Tareas pendientes
**A.** En el texto citado, convierte en una lista breve el párrafo que comienza con «Falta nos hace también un Larousse joánico». Conserva sus datos principales.
**B.** Prolonga el texto citado sobre el Larousse joánico y el cuarto evangelio a partir de su última oración.

Texto citado
• • • • •

Cámara: De acuerdo, dice Larousse. Oso: nivel alto de vergüenza. Carnal: Hermano que no es hermano, pero que sí es hermano. Paro: Hacer un favor significativo. Ahorita: Ahora mismo, después, nunca, quién sabe. Quiensabecómo: Cuando la gente es bien así. Queca: Con queso o sin queso, fin de la discusión.

Falta nos hace también un Larousse joánico; es decir, un diccionario propio de lo que dice y no dice el cuarto evangelio; de lo que dice sin decir, de lo que evoca. Uno que nos aclare, por ejemplo, que “Juan” no es Juan, no al menos el hijo de Zebedeo, el hermano de Santiago, que por su apodo de “hijos del trueno” parece que eran de “pocas pulgas”, sino el Discípulo Amado; que el término “carne” que Jesús utiliza viene del griego “sarx”, que significa cadáver; que “permanecer” implica intimidad continua, fidelidad extrema, como el amor. Que “comer” no es comer, pero sí es comer, como la carnalidad de Larousse, sólo que no en clave de canibalismo, sino de vivir como Jesús y compartir su destino. 

Hace así mismo falta que el diccionario nos aclare que los verbos se conjugan. Hoy todo lo hemos reducido al presente, y yo brinco como Kisko en el carro cuando no veo un tope cada vez que utilizamos un adverbio de futuro con un verbo en presente: “Mañana desayuno temprano.” Y hay que reparar en los tiempos empleados por Jesús en su discusión con los judíos, a la vista de sus discípulos en la sinagoga de Cafarnaúm.

• • • • •

Datos registrados
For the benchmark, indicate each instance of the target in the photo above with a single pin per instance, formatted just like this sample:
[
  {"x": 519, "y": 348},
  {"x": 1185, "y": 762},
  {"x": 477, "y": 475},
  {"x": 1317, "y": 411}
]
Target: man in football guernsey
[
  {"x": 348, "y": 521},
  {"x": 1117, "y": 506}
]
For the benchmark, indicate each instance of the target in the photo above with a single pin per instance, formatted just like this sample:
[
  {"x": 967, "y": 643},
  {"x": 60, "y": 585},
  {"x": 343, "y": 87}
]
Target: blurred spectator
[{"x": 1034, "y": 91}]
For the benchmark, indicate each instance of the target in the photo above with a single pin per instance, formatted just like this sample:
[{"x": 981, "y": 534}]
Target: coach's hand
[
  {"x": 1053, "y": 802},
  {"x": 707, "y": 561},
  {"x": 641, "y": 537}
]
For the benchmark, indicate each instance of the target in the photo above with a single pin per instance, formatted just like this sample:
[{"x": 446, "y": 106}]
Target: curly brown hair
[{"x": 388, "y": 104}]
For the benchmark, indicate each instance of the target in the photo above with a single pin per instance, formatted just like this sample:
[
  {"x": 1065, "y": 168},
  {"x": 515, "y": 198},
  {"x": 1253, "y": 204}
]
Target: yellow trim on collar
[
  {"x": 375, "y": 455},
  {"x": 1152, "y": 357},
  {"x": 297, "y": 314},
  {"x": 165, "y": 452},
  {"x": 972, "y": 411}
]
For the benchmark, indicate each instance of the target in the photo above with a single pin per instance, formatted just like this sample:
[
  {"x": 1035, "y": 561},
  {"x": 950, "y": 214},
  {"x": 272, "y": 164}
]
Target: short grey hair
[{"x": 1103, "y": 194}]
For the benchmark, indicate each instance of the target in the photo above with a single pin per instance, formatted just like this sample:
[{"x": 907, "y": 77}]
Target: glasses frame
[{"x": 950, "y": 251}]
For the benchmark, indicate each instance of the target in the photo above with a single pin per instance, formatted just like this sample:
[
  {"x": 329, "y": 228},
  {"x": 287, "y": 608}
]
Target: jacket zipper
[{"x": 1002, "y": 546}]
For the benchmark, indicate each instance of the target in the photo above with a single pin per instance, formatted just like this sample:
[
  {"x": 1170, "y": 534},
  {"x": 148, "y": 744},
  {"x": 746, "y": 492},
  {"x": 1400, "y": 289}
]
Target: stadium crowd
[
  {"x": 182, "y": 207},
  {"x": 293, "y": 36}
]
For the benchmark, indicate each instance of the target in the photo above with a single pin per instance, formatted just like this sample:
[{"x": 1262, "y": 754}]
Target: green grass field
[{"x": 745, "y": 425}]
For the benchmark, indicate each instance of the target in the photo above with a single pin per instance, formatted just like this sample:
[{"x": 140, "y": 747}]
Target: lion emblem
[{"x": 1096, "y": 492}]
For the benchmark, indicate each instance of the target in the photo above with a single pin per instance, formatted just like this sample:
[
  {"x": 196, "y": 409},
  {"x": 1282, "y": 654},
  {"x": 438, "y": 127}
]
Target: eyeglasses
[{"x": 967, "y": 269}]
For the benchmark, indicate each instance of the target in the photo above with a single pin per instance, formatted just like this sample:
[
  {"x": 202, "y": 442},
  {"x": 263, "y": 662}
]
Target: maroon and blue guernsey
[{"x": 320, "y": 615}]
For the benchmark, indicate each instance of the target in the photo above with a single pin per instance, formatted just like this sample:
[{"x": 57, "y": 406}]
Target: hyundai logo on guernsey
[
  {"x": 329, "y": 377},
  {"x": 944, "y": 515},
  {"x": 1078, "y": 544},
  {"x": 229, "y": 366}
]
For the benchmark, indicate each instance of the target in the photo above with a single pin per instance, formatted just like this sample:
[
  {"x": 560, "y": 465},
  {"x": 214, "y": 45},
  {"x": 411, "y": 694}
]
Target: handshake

• • • • •

Las respuestas
**A.**
- Hace falta un Larousse joánico, un diccionario de lo que el cuarto evangelio dice, no dice, dice sin decir y evoca.
- «Juan» no es el hijo de Zebedeo y hermano de Santiago, uno de los «hijos del trueno», sino el Discípulo Amado.
- «Carne» viene del griego «sarx», que significa cadáver.
- «Permanecer» implica intimidad continua y fidelidad extrema, como el amor.
- «Comer» no es comer, pero sí es comer. No se entiende como canibalismo, sino como vivir como Jesús y compartir su destino.

**B.**
Todo comenzó con la multiplicación de los panes y de los peces, distribuidos entre quienes tenían hambre. Y sirvió de ocasión para que Jesús recordara la historia de su pueblo en el desierto en camino hacia la libertad, evocando la figura del maná a partir de la figura del pan. Después Jesús dio un paso más para poder ser comprendido: no es Moisés, sino su Padre quien da, no sólo quien dio en el pasado, sino quien da, hoy, en el presente el verdadero Pan del Cielo. Otro más: el Pan bajado del cielo está vivo y es Jesús. Lo cual pareció escandaloso, aunque el escándalo apenas venía. Jesús dio un paso más:  El Pan bajado del cielo para dar vida al mundo nos lo dará Él mismo, y será su propia carne. Así, en futuro.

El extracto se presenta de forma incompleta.